__SHORT PROBLEM__. Can you recast the lines below as a two-column CSV with the headers text and answer, one row per block? Put the block's wording in the text field and its result in the answer field, quote each field, and turn line breaks into spaces.

•••••

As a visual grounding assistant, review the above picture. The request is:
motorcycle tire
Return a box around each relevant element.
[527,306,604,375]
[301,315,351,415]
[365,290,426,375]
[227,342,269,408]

•••••

__OUTPUT OF THE TASK__.
text,answer
"As a visual grounding assistant, review the above picture. The request is: motorcycle tire Return a box around each relevant element.","[527,306,604,375] [301,315,351,415] [365,290,426,375] [227,342,269,408]"